> [THE REQUEST]: Reproduce the data below verbatim, from the line containing "Note: indicate the bird's eye" through the line containing "<point>434,417</point>", including both of those lines.
▬▬▬
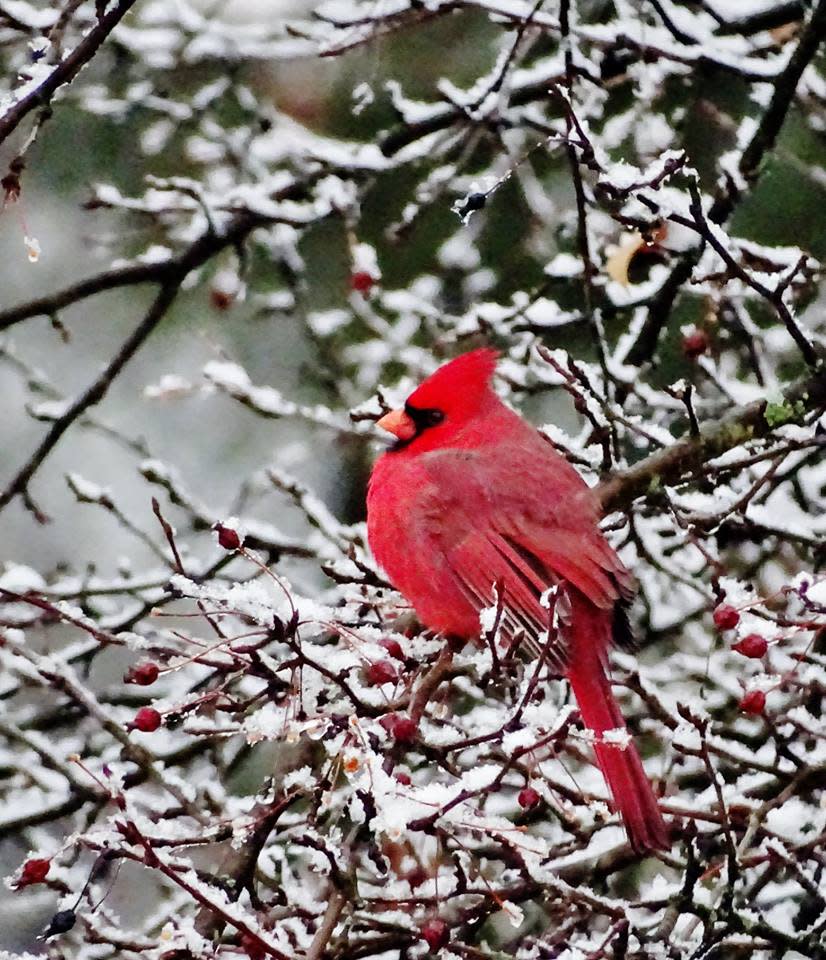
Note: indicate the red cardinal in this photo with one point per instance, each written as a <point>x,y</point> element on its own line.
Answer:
<point>471,504</point>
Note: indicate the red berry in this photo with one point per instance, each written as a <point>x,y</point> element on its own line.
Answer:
<point>144,674</point>
<point>528,797</point>
<point>147,719</point>
<point>416,876</point>
<point>400,728</point>
<point>725,617</point>
<point>393,648</point>
<point>752,646</point>
<point>381,671</point>
<point>252,946</point>
<point>227,537</point>
<point>436,932</point>
<point>33,871</point>
<point>362,281</point>
<point>695,344</point>
<point>753,702</point>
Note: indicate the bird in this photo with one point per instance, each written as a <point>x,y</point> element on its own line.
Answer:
<point>471,507</point>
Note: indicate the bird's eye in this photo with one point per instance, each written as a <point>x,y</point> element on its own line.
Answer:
<point>434,417</point>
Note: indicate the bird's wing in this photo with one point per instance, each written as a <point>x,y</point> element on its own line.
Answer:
<point>534,531</point>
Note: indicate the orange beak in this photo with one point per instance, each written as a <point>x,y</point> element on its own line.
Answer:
<point>398,423</point>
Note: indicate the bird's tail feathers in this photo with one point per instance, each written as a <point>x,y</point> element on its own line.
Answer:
<point>619,761</point>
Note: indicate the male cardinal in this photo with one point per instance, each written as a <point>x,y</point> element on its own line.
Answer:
<point>471,507</point>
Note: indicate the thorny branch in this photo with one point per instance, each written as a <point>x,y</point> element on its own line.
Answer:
<point>252,717</point>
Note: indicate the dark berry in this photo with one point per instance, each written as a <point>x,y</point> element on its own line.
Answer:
<point>528,797</point>
<point>725,617</point>
<point>400,728</point>
<point>436,932</point>
<point>33,871</point>
<point>753,702</point>
<point>144,674</point>
<point>381,671</point>
<point>393,648</point>
<point>695,344</point>
<point>753,646</point>
<point>362,282</point>
<point>61,922</point>
<point>147,719</point>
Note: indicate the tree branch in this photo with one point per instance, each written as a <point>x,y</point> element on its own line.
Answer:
<point>66,70</point>
<point>645,345</point>
<point>685,458</point>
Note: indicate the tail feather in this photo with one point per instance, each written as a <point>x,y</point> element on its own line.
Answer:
<point>621,765</point>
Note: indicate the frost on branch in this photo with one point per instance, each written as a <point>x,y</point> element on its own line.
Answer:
<point>223,734</point>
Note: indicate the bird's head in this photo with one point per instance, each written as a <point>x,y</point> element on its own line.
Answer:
<point>447,401</point>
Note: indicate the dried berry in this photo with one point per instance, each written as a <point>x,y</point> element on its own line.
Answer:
<point>61,922</point>
<point>227,537</point>
<point>752,645</point>
<point>381,671</point>
<point>362,282</point>
<point>144,674</point>
<point>436,932</point>
<point>695,344</point>
<point>725,617</point>
<point>400,727</point>
<point>33,871</point>
<point>147,719</point>
<point>753,702</point>
<point>528,797</point>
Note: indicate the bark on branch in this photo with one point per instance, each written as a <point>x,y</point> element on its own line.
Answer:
<point>685,458</point>
<point>66,70</point>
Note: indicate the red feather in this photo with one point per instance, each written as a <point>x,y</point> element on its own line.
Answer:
<point>479,500</point>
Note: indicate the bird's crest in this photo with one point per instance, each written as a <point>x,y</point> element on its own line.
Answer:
<point>463,379</point>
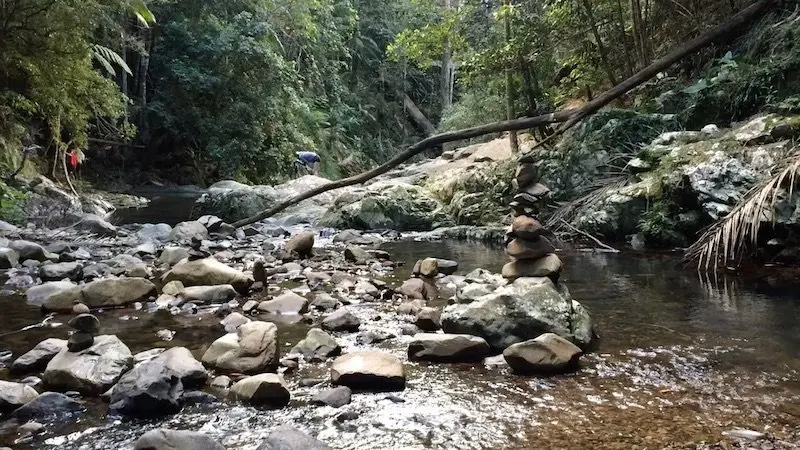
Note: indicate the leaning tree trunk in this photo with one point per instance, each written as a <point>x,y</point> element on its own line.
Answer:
<point>568,117</point>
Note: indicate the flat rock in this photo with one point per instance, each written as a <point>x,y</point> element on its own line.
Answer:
<point>546,354</point>
<point>447,348</point>
<point>91,371</point>
<point>369,370</point>
<point>266,389</point>
<point>252,349</point>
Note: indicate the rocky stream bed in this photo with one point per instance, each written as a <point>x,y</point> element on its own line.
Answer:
<point>309,338</point>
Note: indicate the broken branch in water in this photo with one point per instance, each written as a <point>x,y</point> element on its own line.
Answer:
<point>569,118</point>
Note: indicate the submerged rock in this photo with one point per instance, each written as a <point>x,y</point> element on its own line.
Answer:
<point>369,370</point>
<point>523,310</point>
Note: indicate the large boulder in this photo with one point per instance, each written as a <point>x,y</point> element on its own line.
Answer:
<point>369,370</point>
<point>90,371</point>
<point>14,395</point>
<point>520,311</point>
<point>317,346</point>
<point>266,389</point>
<point>287,438</point>
<point>150,389</point>
<point>38,357</point>
<point>548,353</point>
<point>208,272</point>
<point>447,347</point>
<point>163,439</point>
<point>252,349</point>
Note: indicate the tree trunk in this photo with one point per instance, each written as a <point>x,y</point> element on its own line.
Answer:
<point>568,117</point>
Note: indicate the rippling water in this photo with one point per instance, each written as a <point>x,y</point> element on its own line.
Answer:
<point>681,360</point>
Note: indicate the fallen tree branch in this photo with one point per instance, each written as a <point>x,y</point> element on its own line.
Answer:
<point>569,118</point>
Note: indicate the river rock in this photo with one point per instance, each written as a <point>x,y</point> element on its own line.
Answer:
<point>91,371</point>
<point>149,389</point>
<point>341,320</point>
<point>253,348</point>
<point>317,346</point>
<point>38,357</point>
<point>208,272</point>
<point>185,231</point>
<point>47,407</point>
<point>548,266</point>
<point>163,439</point>
<point>286,303</point>
<point>79,341</point>
<point>369,370</point>
<point>287,438</point>
<point>8,258</point>
<point>14,395</point>
<point>209,294</point>
<point>356,254</point>
<point>548,353</point>
<point>266,389</point>
<point>529,249</point>
<point>527,228</point>
<point>301,243</point>
<point>28,250</point>
<point>85,322</point>
<point>334,397</point>
<point>520,311</point>
<point>172,255</point>
<point>448,348</point>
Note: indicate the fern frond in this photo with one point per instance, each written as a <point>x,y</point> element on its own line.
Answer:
<point>725,239</point>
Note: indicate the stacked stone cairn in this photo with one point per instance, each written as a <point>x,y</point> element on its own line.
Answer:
<point>86,326</point>
<point>532,253</point>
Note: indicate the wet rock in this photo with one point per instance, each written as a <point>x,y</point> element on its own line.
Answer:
<point>91,371</point>
<point>38,357</point>
<point>79,341</point>
<point>369,370</point>
<point>341,320</point>
<point>28,250</point>
<point>49,406</point>
<point>253,348</point>
<point>413,288</point>
<point>150,389</point>
<point>429,267</point>
<point>317,346</point>
<point>185,231</point>
<point>286,437</point>
<point>208,272</point>
<point>334,397</point>
<point>266,389</point>
<point>233,321</point>
<point>446,266</point>
<point>356,254</point>
<point>172,255</point>
<point>428,319</point>
<point>286,303</point>
<point>85,322</point>
<point>548,266</point>
<point>14,395</point>
<point>163,439</point>
<point>8,258</point>
<point>209,294</point>
<point>301,244</point>
<point>447,348</point>
<point>548,353</point>
<point>520,311</point>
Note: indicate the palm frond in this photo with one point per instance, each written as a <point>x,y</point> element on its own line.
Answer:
<point>725,239</point>
<point>106,57</point>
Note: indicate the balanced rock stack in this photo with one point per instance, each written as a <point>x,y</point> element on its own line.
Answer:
<point>526,242</point>
<point>86,326</point>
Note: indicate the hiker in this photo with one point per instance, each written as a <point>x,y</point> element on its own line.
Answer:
<point>307,162</point>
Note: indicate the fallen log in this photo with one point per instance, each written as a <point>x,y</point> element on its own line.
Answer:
<point>568,118</point>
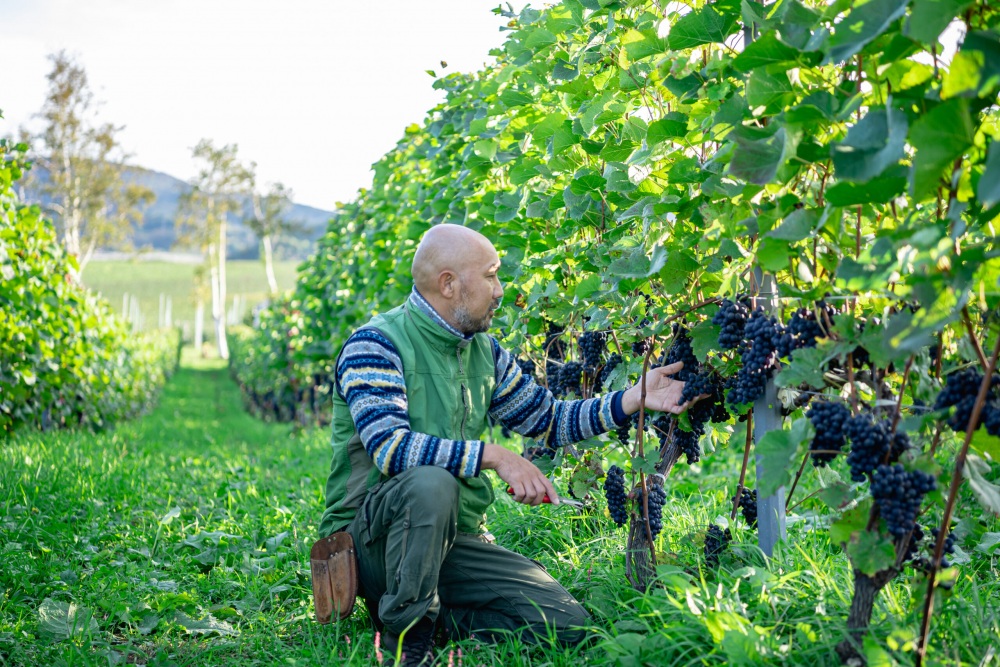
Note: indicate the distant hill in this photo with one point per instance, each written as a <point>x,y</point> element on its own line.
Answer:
<point>157,231</point>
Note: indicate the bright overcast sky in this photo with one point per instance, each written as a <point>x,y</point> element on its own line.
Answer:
<point>313,91</point>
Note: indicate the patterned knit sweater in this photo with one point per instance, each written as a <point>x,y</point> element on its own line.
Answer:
<point>370,379</point>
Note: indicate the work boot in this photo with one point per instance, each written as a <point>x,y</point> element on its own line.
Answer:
<point>418,645</point>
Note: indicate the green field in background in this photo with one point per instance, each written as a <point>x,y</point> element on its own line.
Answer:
<point>147,280</point>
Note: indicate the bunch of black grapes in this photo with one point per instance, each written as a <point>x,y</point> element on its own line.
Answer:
▬▬▬
> [RESULT]:
Note: indicate the bird's eye in this photo with one point per instance, each written as a <point>x,y</point> element on its own line.
Answer:
<point>434,417</point>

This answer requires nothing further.